§ Your instructions
Recast the material as a Markdown table with the columns Row and Text, giving each line its own numbered row and leaving out blank lines. Begin at the line that has "the forest floor" and stop after the last line of the material.

§ Data supplied
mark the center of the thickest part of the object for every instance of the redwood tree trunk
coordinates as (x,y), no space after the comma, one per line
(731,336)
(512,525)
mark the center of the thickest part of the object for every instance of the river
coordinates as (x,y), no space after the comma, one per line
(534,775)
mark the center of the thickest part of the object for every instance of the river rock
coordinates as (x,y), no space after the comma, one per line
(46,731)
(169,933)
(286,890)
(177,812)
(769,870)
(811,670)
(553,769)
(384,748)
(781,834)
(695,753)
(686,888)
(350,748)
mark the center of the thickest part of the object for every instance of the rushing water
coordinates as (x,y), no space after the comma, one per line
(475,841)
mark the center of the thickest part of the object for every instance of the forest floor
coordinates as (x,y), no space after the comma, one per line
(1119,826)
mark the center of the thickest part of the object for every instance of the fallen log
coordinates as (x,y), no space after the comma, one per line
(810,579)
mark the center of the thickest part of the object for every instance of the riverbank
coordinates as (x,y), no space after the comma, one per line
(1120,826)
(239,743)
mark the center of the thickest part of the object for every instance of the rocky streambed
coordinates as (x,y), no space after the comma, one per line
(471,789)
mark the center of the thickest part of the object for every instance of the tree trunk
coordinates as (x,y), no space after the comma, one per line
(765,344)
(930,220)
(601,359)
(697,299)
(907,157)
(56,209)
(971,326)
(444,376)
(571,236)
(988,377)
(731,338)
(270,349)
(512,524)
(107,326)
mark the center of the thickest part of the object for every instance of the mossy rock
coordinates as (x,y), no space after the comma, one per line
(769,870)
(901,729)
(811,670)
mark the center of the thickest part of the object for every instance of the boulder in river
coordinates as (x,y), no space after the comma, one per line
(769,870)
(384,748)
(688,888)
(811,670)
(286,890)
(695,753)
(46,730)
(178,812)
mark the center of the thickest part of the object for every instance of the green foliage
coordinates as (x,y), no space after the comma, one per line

§ Worked solution
| Row | Text |
|---|---|
| 1 | mark the center of the thickest part of the object for every instance of the forest floor |
| 2 | coordinates as (x,y), no space after the comma, one per line |
| 3 | (1119,826) |
| 4 | mark the center of the thickest part of the object for every instance of the fallen log |
| 5 | coordinates as (x,y), no space after the comma, one per line |
| 6 | (810,579) |
| 7 | mark the center of the thickest part of the object for every instance of the riverbank |
| 8 | coordinates as (x,y), no space after the comma, one per line |
| 9 | (1120,826) |
| 10 | (239,743) |
| 11 | mark the center of the thickest part of the object for every instance of the rocky streambed |
| 12 | coordinates as (x,y), no space after the comma, one per line |
| 13 | (471,789) |
| 14 | mark the center of the thickest part of the object for every instance of the tree trunk |
| 15 | coordinates as (x,y), no space after the comma, one per line |
| 16 | (765,344) |
| 17 | (930,220) |
| 18 | (601,359) |
| 19 | (697,299) |
| 20 | (907,157) |
| 21 | (56,209) |
| 22 | (971,326) |
| 23 | (444,376) |
| 24 | (571,236) |
| 25 | (988,377) |
| 26 | (731,338) |
| 27 | (270,349) |
| 28 | (512,524) |
| 29 | (107,326) |
| 30 | mark the center of the thickest part of the object for every instance of the mossy rock |
| 31 | coordinates as (x,y), no space after the comma, one per line |
| 32 | (769,870) |
| 33 | (901,729) |
| 34 | (811,670) |
| 35 | mark the center of the thickest part of the object for every instance of the boulder in river |
| 36 | coordinates as (x,y), no space after the comma, one per line |
| 37 | (769,870) |
| 38 | (384,748) |
| 39 | (688,888) |
| 40 | (811,670) |
| 41 | (286,890) |
| 42 | (695,753) |
| 43 | (46,730) |
| 44 | (178,812) |
| 45 | mark the center of the thickest part of the object for every instance of the green foliage |
| 46 | coordinates as (x,y), no space after the comma, one per line |